> TASK PROMPT: Exactly as they appear, restate the lines of the material, from the first through the one containing "written like <point>176,424</point>.".

************

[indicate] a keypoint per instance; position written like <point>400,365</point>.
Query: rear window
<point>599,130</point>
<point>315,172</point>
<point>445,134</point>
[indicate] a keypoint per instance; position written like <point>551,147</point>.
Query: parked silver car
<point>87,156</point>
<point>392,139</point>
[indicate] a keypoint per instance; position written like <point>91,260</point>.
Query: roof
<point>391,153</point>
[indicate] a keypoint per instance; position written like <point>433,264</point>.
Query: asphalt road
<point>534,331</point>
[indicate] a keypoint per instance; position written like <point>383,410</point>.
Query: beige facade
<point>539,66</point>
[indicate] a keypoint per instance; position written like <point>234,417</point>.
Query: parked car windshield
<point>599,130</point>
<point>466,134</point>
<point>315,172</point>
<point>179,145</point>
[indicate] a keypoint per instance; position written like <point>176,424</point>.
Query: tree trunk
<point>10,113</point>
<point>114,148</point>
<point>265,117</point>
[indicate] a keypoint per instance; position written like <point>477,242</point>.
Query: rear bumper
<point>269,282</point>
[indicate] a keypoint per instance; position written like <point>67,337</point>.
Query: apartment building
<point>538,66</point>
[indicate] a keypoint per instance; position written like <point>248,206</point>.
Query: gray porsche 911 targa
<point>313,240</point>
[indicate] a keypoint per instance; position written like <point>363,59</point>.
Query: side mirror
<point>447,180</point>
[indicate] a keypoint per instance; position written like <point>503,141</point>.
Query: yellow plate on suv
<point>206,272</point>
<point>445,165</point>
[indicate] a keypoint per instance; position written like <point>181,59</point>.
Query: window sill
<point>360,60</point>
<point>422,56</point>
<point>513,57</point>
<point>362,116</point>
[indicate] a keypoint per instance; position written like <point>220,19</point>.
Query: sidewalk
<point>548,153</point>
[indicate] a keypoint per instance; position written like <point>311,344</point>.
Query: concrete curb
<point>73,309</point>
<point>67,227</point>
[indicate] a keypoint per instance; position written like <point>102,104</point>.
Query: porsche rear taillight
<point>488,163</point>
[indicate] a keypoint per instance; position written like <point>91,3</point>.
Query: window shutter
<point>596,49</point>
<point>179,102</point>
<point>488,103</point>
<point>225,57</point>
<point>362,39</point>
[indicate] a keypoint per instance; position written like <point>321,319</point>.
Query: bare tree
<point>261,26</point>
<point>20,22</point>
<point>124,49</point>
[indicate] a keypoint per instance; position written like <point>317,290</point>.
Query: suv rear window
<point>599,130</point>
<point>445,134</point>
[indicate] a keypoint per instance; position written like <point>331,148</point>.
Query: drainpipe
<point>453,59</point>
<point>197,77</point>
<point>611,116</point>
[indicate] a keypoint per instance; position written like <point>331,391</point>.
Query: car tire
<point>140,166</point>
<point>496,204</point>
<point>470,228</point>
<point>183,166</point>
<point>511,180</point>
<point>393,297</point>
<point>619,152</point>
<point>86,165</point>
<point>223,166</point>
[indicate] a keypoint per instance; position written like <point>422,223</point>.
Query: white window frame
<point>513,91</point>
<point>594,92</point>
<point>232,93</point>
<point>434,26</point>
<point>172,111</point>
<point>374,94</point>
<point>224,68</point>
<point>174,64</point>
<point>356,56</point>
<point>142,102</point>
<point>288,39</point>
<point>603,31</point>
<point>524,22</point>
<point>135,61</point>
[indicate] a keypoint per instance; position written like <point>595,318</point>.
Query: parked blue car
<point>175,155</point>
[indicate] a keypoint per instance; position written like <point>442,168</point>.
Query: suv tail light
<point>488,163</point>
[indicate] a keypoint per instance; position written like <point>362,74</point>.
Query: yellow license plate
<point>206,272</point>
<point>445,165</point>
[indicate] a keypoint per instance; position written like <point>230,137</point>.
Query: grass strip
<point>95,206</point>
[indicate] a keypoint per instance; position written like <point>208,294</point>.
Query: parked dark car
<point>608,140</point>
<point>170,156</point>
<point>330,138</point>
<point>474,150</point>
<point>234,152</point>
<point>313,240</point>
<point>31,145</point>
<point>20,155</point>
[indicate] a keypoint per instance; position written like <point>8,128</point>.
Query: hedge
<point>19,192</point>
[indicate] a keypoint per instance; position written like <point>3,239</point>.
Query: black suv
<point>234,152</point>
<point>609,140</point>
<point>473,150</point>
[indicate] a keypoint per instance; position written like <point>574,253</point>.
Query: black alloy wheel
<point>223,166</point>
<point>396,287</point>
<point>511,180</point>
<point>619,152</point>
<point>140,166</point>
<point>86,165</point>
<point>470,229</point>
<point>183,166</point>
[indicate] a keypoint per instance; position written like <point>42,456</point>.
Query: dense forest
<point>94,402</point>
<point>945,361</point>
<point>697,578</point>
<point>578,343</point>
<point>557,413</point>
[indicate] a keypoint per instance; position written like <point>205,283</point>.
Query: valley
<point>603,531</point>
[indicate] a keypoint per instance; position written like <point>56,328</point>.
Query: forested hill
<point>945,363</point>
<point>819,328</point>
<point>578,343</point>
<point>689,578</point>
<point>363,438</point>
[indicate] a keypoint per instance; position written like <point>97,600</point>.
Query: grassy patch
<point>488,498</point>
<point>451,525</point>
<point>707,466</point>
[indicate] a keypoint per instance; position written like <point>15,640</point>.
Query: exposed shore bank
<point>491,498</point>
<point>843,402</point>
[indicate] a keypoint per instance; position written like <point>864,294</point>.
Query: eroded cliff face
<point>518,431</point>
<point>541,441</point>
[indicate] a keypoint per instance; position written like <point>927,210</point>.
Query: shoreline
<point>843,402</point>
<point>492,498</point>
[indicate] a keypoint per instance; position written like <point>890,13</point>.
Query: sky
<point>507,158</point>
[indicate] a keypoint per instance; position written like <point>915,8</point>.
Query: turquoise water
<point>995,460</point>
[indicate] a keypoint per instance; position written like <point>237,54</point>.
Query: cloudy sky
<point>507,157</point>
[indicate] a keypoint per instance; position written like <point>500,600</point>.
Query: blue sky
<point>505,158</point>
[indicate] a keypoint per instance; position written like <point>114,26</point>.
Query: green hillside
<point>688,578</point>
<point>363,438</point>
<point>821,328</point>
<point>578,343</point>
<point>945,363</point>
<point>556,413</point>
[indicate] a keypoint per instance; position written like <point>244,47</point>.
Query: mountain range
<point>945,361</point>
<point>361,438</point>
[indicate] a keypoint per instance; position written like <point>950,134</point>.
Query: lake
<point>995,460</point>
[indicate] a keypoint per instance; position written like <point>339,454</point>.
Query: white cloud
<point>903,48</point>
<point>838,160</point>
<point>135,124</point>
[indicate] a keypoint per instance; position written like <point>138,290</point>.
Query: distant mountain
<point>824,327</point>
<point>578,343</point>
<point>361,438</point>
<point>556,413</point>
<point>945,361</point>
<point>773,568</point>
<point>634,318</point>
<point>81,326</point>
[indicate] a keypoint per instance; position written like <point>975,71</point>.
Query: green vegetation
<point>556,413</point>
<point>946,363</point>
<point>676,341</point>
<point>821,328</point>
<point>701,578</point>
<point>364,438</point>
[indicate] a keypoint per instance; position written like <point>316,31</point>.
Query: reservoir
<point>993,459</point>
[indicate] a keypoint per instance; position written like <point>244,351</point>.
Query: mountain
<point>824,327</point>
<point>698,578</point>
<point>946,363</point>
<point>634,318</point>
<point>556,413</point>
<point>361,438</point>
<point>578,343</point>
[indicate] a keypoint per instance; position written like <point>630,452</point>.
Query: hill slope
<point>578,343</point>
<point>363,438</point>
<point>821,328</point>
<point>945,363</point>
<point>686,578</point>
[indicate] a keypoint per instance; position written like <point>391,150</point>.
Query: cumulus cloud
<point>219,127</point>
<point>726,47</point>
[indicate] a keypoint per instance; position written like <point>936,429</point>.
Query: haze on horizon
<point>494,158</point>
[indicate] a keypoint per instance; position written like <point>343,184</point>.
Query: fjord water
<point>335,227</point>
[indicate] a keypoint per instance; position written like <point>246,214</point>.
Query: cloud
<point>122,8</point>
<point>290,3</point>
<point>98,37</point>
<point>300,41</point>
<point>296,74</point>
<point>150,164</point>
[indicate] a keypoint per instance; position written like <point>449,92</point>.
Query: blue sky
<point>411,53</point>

************

> EXERCISE ANSWER:
[indicate] a keypoint per instance; position written like <point>400,365</point>.
Query: rear window
<point>599,130</point>
<point>315,172</point>
<point>445,134</point>
[indicate] a keypoint per instance; position written like <point>551,147</point>.
Query: parked silver car
<point>87,156</point>
<point>392,139</point>
[indicate] a keypoint per instance; position written like <point>91,260</point>.
Query: roof
<point>391,153</point>
[indicate] a keypoint per instance; position written like <point>433,264</point>.
Query: asphalt road
<point>534,331</point>
[indicate] a keypoint per instance; position written like <point>383,410</point>.
Query: beige facade
<point>539,66</point>
[indicate] a keypoint per instance; position written like <point>234,417</point>.
Query: parked car windshield
<point>599,130</point>
<point>466,134</point>
<point>315,172</point>
<point>179,145</point>
[indicate] a keypoint per instance; position written like <point>176,424</point>.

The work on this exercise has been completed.